*Extrait du texte*:
************

I
Le roman policier n’est pas la seule forme de littérature qui doive son origine à Edgar Poe. Il a aussi créé le roman scientifique, par une méthode analogue à celle qui lui a permis de renouveler les autres genres en prose. De même qu’il avait exclu du conte fantastique tout élément qui ne fût point emprunté à la psychopathologue, de même qu’il avait renouvelé le roman judiciaire en y introduisant les mathématiques, de même il a créé le roman scientifique en faisant intervenir la physique dans le roman de voyages.
Il ne semble point que ce soit du côté des voyages fantaisistes ou poétiques qu’il faille chercher les origines du genre nouveau. Ni Cyrano de Bergerac dans ses ascensions vers la lune, ni Voltaire dans le voyage interstellaire de Micromégas, ni Lamartine en décrivant le char volant dans la Chute d’un ange n’ont prétendu se soumettre à la réalité objective, comme le fait le savant moderne. Au contraire, dans le roman de voyages inventé par Daniel de Foe, le fait est tout, et l’auteur vise d’abord à nous faire croire à la vérité des aventures qu’il raconte. Pour moderniser le genre, il suffisait d’y introduire la science positive et les merveilles de l’industrie. Ce fut le rôle d’Edgar Poe dans l’Aventure sans pareille d’un certain Hans Pfaall et surtout dans le Canard au Ballon.

************

*Travail demandé*:
Pourriez-vous reprendre le texte sur Edgar Poe et la naissance du roman scientifique juste après sa dernière phrase ?

[Données d'annotation par points]
************

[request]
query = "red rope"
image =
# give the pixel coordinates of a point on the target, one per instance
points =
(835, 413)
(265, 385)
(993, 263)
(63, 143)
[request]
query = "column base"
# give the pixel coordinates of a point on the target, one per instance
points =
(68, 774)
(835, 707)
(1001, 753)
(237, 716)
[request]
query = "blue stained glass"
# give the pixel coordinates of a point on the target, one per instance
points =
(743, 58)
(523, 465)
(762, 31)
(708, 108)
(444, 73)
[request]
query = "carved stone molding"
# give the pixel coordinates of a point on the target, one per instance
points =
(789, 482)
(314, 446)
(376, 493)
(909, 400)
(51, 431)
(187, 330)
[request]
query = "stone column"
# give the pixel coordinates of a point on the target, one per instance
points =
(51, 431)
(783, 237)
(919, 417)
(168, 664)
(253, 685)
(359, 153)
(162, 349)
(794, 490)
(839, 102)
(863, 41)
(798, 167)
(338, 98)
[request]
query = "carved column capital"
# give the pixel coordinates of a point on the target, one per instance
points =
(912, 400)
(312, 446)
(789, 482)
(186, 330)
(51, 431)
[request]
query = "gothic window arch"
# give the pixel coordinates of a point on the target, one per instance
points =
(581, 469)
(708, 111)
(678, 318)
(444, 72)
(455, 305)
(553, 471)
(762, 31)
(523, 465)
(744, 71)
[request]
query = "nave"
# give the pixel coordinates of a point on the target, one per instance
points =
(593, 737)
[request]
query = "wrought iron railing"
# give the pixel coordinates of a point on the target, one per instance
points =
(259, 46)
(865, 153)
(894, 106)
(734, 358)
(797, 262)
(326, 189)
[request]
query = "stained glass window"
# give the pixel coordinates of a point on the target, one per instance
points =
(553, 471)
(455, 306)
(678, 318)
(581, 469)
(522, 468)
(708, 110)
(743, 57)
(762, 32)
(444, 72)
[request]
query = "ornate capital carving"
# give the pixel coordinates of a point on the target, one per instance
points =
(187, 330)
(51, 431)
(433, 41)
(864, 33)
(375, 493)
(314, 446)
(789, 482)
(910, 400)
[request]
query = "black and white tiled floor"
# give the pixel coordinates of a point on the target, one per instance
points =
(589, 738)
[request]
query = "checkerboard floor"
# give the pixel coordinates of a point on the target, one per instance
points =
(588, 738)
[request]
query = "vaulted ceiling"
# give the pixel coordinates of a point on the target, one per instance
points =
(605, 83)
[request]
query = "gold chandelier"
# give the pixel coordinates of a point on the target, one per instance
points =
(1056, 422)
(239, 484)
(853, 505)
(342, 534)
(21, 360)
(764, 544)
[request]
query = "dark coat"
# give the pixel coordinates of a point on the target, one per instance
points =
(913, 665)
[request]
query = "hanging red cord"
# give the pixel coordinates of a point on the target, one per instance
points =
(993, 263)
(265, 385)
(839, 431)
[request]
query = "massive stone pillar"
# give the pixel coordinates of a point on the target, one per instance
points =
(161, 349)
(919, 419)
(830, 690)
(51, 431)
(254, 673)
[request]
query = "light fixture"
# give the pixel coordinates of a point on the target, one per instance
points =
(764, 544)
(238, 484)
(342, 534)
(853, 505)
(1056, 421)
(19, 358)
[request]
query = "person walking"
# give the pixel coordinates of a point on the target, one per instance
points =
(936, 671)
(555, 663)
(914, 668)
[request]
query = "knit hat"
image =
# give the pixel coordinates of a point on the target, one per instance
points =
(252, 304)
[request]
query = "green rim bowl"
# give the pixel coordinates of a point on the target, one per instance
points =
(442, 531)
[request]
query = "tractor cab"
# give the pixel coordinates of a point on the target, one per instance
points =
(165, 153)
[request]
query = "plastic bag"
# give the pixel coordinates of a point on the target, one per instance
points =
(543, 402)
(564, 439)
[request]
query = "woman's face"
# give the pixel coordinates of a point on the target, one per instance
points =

************

*Résultat final*:
Il suffira de comparer un instant ces deux contes avec Robinson Crusoé pour voir d’une part quelles sont leurs affinités profondes avec ce livre fameux, et d’autre part quelle innovation Edgar Poe apportait. Le grand procédé de Daniel de Foe, celui qui contribue le plus à la vérité de son art, c’est de donner avec précision des détails parfaitement oiseux. Il note dans son journal que le 24 décembre la pluie a tombé ; que le 27, il a tué une chèvre et blessé une autre. On le croit, justement parce que ce détail ne sert à rien dans la suite du récit. Un mensonge trop artificieux ne dupe personne : on y sent l’intervention, la personnalité du menteur. Pour se faire croire, il importe d’imiter à la fois le désordre et la précision de la vie. Quand Robinson nous dit qu’il a trouvé, à bord du navire naufragé, trois fromages de Hollande et cinq quartiers de chèvre séchée, il faut bien le croire ; si ce n’était pas vrai, pourquoi nous dirait-il trois et cinq plutôt que quatre ou six ?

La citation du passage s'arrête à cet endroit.